WHAT NEEDS TO BE DONE - Produce an exact copy of the lines from the line containing "the white cascading" through the last line of the listing below, both ends included, and nothing else.

--- BEGIN ---

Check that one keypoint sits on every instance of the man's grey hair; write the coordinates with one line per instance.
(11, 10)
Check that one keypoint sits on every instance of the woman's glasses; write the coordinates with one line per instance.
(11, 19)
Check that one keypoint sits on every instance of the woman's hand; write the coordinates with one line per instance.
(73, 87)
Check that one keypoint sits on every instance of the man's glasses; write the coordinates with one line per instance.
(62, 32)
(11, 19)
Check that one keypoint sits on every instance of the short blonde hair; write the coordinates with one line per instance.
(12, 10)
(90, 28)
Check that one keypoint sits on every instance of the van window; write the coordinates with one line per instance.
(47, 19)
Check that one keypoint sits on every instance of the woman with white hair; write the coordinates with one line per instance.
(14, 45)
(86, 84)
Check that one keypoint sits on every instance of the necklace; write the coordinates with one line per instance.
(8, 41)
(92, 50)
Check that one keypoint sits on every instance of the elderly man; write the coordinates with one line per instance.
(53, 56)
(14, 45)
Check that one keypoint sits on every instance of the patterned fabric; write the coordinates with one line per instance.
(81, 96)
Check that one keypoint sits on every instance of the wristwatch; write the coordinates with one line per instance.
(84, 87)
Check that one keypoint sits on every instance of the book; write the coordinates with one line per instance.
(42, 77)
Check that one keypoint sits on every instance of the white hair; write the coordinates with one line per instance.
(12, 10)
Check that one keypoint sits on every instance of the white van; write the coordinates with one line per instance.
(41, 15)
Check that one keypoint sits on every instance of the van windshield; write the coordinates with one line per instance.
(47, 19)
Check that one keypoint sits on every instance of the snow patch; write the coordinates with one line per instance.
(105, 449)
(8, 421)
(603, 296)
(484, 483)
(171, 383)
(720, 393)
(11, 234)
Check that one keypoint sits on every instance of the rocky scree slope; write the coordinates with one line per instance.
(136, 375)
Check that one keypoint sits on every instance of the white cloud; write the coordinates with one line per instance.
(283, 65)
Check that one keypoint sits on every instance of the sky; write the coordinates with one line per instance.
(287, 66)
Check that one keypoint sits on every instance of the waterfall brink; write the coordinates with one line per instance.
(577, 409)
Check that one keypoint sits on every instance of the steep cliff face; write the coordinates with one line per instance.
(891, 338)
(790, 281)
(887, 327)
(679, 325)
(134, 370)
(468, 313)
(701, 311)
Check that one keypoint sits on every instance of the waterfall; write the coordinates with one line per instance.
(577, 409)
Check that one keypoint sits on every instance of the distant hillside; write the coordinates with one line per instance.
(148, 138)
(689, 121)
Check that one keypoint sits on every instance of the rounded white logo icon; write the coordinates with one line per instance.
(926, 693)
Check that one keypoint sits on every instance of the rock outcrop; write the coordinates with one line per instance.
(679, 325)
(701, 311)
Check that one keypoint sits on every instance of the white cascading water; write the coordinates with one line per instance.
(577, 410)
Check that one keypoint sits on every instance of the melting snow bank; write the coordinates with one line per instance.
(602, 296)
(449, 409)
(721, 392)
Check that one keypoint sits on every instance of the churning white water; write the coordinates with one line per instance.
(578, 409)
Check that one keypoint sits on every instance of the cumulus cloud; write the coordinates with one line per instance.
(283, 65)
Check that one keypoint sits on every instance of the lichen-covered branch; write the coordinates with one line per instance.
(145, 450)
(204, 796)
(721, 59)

--- END ---

RESULT -
Check that one keypoint sits on every instance of the white cascading water; write the coordinates with one line per instance.
(577, 410)
Check that one keypoint sits on every instance of the melting snow bank; write the coordinates with one line per instance.
(602, 296)
(449, 409)
(721, 392)
Check that one keypoint sits on every instance of the churning white water; write the coordinates with one line per instance.
(578, 409)
Check that one keypoint sits on every instance of the cumulus cloud; write the coordinates with one line per instance.
(283, 65)
Check that one keypoint sits on every instance of the lichen-covered branch; write the coordinates with one line per instance.
(145, 450)
(204, 796)
(721, 59)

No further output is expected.